## Source material
——

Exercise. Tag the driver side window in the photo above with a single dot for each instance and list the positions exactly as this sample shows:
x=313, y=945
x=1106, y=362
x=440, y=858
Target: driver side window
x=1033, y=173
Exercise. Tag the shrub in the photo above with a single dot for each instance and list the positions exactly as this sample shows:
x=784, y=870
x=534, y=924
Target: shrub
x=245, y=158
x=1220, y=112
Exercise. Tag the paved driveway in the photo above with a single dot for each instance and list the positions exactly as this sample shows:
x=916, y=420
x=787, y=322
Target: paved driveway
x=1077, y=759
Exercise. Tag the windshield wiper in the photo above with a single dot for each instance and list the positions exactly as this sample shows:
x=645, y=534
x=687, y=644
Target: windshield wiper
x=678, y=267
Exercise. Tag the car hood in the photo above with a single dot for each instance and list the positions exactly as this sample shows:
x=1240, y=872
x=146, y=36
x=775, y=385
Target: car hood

——

## Work task
Count the lines above that contain the word "hood", and give only that number.

## Response box
2